-- Task inputs --
__________
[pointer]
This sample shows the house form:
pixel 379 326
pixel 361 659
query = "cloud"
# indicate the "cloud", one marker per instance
__________
-- Problem to solve --
Wherever the string "cloud" occurs in the records, copy the line it is in.

-- Result for this exercise --
query = "cloud"
# indicate the "cloud", one marker per instance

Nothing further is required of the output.